EXERCISE BRIEF → Below is a block of records. Copy every line in it that contains the word "tree".

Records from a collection
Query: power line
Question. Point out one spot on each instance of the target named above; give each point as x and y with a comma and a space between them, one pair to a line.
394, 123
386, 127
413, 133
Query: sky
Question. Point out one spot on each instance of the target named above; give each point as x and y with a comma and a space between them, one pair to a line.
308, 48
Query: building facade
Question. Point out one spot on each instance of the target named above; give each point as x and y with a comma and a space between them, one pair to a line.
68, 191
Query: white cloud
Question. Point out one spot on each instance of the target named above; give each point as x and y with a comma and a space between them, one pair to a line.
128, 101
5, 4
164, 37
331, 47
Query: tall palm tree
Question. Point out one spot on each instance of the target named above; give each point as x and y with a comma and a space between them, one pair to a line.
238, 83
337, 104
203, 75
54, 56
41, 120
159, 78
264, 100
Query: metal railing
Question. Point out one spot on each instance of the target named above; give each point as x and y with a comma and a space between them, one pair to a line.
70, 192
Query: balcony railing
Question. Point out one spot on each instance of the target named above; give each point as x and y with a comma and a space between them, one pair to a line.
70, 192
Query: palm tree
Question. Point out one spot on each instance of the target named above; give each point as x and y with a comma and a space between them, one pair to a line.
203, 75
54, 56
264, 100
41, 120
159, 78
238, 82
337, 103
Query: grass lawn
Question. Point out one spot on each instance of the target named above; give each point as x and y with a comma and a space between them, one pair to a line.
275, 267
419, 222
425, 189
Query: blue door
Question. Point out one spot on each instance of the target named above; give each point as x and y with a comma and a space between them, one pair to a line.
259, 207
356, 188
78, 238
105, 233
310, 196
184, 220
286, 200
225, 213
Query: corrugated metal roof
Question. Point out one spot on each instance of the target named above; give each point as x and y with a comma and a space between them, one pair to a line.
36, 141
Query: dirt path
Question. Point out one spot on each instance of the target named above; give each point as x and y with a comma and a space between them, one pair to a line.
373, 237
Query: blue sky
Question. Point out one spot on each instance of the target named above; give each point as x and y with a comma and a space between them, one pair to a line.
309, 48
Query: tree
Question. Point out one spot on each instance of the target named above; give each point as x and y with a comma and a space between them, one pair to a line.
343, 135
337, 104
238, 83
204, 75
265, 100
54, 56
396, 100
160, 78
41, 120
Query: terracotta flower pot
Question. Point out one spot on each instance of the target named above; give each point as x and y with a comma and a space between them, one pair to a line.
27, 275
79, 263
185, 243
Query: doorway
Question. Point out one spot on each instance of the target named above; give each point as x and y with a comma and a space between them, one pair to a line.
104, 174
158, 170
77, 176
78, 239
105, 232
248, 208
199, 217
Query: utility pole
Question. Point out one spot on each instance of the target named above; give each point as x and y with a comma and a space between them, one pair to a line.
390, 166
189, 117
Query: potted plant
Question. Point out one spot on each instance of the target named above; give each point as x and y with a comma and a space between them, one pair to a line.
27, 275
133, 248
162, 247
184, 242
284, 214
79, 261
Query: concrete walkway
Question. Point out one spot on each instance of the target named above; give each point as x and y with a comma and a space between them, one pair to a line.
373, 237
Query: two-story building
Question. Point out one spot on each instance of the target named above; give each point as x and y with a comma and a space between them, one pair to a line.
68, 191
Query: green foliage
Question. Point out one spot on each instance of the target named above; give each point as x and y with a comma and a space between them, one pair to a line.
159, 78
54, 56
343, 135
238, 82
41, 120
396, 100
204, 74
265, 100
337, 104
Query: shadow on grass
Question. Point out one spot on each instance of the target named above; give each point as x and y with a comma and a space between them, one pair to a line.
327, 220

SOLUTION TO THIS TASK →
Query: tall palm tree
Query: palm tree
Query: tree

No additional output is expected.